Problem requirements:
Could you repeat every line below exactly, skipping the images?

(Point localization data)
____________

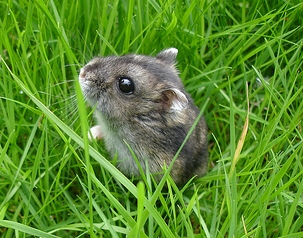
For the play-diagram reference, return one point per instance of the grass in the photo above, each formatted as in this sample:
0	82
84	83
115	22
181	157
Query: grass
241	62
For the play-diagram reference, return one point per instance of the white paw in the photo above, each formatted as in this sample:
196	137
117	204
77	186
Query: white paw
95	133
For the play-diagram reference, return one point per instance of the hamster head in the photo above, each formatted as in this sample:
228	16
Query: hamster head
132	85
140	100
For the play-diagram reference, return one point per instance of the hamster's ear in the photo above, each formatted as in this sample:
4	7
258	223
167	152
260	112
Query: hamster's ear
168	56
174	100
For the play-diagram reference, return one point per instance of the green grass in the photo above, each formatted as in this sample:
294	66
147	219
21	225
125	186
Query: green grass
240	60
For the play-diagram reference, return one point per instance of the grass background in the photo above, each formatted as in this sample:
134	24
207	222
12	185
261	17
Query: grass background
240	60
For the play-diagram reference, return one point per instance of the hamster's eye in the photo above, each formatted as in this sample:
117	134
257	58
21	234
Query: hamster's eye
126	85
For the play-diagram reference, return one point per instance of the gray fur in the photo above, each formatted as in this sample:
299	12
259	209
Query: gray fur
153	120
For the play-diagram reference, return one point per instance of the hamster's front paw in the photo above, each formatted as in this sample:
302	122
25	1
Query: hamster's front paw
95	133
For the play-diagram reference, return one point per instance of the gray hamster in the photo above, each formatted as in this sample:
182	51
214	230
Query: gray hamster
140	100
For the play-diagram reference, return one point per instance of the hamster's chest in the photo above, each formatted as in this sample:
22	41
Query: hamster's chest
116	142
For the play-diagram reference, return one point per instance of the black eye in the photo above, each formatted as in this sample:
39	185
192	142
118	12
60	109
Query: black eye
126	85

____________

Written solution:
For the play-diagram reference, return one point per instance of the grass in the photo above, each formatted as in this sample:
0	82
84	83
115	22
181	157
Query: grass
241	62
For the play-diagram reference, return one point per instance of the white paw in the photo above, each formatted as in this sample:
196	137
117	204
77	186
Query: white paw
95	133
For the play-diagram reference, return one point per instance of the hamster head in the photo above, each formatted as in this sample:
228	16
Query: hamster head
132	85
140	100
For the play-diagram reference, return one point per instance of the hamster's ear in the photo above, each formatted as in this sample:
4	7
258	223
167	152
260	112
Query: hamster's ear
168	56
174	100
For the play-diagram reference, return one point per instance of the green grass in the photo above, each formatted as in this sample:
294	66
147	219
21	225
125	186
Query: green grass
240	60
For the play-diagram reference, return one point per instance of the grass background in the photo above, each formatted as in this sample:
134	24
207	222
12	185
261	17
Query: grass background
240	60
For the play-diagram reference, return one point per instance of the hamster's eye in the photo above, each formatted as in this sample:
117	134
257	58
21	234
Query: hamster's eye
126	85
For the play-diagram reference, return one point per instance of the gray fur in the photo above, each formatted as in this sample:
299	12
259	209
Query: gray fur
153	120
For the play-diagram reference, return one point per instance of the hamster's front paw in the photo above, each formatted as in this sample:
302	122
25	1
Query: hamster's front paw
95	133
For the play-diagram reference, return one point per instance of the gray hamster in the photo above, each formatted as in this sample:
182	51
214	230
Query: gray hamster
140	100
For the play-diagram reference, return one point per instance of the hamster's chest in the photo above, each formatted as in this sample:
22	41
Query: hamster's chest
116	142
For the play-diagram reference, return one point per instance of the black eye in the photo above, each formatted as in this sample:
39	185
192	142
118	12
60	109
Query: black eye
126	85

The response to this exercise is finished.